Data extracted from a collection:
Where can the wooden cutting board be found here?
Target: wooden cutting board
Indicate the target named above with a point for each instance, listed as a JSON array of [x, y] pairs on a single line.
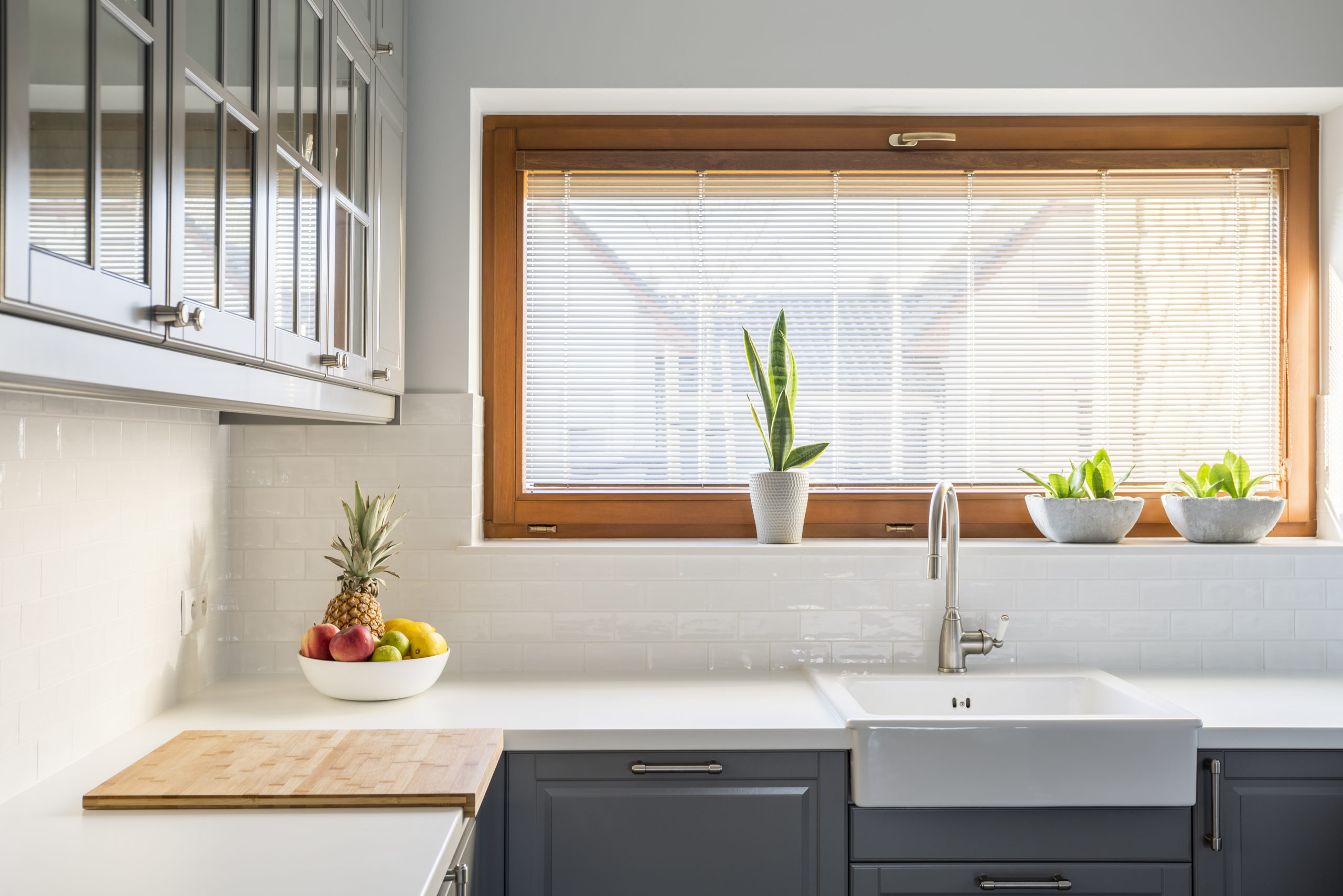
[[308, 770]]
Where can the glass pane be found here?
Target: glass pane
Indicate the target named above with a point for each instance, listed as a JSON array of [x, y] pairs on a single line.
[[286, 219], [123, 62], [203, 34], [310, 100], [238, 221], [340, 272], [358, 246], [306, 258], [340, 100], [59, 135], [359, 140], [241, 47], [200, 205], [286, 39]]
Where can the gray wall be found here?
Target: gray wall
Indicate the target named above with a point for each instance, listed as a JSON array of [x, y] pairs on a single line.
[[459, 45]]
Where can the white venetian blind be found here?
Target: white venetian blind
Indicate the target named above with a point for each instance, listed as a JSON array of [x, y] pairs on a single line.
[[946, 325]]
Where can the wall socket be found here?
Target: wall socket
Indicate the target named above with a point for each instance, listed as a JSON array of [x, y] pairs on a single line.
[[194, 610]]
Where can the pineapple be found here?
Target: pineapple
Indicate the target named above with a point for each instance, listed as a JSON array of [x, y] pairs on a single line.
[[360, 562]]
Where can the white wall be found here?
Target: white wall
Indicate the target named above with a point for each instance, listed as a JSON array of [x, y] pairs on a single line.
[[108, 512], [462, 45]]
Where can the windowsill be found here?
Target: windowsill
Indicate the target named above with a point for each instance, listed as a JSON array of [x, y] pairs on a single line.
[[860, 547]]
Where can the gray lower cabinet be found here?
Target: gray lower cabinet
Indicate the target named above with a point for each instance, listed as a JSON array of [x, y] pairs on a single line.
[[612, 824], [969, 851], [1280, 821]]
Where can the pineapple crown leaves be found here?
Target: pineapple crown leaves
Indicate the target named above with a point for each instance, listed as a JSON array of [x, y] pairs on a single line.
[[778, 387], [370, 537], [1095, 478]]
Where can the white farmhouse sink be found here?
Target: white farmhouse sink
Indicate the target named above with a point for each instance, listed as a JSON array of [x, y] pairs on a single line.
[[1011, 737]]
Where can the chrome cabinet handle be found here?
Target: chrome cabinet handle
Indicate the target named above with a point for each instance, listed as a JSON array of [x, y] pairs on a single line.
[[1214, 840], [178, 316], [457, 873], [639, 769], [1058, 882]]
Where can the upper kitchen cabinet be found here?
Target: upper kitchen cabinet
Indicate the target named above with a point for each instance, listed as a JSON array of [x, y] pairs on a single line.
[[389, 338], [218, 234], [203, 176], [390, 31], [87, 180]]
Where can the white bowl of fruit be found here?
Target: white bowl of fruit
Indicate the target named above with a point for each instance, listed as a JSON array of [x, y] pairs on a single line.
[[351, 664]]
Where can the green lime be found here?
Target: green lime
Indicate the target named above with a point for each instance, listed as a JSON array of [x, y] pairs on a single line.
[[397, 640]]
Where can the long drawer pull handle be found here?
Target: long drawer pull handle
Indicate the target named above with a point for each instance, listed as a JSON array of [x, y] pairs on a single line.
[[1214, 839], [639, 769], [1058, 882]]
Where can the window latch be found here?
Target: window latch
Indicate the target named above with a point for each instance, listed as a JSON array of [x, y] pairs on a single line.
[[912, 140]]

* * *

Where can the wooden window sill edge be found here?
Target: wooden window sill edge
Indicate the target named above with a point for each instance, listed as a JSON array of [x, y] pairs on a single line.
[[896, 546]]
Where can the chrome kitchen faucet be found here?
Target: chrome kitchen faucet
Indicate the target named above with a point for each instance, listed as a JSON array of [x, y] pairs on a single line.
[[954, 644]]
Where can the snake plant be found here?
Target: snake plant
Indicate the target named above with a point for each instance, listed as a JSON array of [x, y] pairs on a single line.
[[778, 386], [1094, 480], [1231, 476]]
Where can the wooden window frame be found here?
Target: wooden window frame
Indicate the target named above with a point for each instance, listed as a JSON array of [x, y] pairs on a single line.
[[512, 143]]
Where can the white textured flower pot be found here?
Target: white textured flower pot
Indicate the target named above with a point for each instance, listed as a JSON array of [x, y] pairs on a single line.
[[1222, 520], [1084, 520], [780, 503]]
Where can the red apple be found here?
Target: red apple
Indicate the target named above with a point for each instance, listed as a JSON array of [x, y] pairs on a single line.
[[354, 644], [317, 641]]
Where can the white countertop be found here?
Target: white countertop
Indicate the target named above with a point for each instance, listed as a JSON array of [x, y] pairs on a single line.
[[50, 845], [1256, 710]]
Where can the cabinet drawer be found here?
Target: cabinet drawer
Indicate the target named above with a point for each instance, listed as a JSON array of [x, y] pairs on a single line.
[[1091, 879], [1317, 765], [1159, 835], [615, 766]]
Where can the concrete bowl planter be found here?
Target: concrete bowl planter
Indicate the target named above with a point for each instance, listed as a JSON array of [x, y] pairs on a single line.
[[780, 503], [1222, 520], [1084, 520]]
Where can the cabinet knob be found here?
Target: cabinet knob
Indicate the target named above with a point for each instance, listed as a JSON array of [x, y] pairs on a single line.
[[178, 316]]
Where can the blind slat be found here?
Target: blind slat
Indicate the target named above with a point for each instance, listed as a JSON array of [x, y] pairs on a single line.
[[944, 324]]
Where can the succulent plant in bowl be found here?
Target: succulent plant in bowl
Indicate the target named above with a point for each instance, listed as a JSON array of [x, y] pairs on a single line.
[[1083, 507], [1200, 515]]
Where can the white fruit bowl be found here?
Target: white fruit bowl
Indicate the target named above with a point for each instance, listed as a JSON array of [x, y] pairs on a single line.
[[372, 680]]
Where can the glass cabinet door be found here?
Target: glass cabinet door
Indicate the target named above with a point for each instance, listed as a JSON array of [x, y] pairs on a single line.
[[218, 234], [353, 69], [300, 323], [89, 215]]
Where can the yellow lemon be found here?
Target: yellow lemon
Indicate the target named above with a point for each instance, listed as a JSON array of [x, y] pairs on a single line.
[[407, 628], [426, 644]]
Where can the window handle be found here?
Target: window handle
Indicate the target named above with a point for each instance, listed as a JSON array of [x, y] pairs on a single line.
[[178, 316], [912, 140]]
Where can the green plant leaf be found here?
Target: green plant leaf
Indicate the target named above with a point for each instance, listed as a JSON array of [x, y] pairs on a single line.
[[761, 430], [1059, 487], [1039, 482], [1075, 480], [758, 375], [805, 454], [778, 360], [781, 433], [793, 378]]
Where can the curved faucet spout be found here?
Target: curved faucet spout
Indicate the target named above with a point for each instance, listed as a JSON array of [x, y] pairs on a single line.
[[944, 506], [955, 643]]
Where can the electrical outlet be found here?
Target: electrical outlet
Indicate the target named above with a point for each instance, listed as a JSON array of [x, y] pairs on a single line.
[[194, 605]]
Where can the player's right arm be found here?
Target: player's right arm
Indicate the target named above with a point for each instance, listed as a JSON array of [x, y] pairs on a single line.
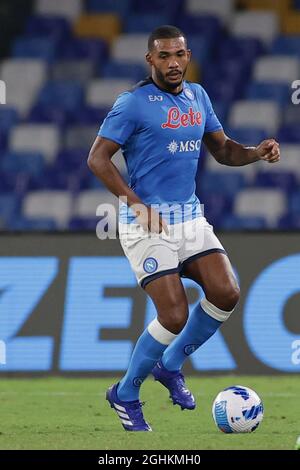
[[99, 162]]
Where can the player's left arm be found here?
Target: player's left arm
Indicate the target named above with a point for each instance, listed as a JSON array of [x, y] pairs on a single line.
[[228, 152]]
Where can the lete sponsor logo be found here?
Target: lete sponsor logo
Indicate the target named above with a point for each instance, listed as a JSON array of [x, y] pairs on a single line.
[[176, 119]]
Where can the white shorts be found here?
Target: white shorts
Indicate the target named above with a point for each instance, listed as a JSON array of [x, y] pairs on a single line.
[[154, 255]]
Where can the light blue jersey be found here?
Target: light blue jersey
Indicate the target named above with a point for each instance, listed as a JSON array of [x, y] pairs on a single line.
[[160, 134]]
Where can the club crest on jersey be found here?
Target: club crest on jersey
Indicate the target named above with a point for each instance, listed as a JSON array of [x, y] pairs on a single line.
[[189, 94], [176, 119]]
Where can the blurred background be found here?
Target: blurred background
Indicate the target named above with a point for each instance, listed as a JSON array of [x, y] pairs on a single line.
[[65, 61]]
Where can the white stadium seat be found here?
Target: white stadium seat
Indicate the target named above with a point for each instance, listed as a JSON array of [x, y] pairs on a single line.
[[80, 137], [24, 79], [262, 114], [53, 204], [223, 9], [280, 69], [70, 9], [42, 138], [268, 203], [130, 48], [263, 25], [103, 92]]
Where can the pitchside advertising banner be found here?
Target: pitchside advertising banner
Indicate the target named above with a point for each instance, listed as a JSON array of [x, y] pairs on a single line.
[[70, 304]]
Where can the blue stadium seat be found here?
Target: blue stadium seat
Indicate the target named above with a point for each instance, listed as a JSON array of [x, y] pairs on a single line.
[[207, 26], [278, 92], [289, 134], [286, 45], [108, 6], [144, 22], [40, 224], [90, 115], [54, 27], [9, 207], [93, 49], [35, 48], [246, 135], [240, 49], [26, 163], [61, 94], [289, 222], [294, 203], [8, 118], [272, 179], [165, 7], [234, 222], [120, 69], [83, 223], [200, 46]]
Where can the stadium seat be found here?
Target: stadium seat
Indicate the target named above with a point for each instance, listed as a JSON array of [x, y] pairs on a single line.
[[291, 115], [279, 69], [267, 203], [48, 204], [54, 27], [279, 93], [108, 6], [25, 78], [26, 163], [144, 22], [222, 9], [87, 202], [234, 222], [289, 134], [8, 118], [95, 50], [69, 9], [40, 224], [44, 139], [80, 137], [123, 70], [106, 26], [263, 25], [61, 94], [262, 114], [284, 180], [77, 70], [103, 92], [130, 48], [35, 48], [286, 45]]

Work to complete:
Would you copy, word for word, only the lines above from the one containing "Where can the wooden cutting" through the one containing "Target: gray wall", both included, and please leave out the pictures?

Exercise result:
Where can the wooden cutting board be found here?
Target: wooden cutting board
Indicate the target named above with a point for each instance, listed as a JSON array of [x, y] pairs on a single line.
[[308, 770]]
Where can the glass pane be found here?
Target: glass pane
Indicate the target named above with a point for each instance, listed as a JSON array of [x, y] pairs on a single line.
[[286, 219], [123, 62], [203, 34], [310, 100], [238, 221], [340, 272], [358, 246], [306, 258], [340, 100], [59, 135], [359, 140], [241, 47], [200, 205], [286, 39]]
Where can the gray wall be found here?
Target: gray wall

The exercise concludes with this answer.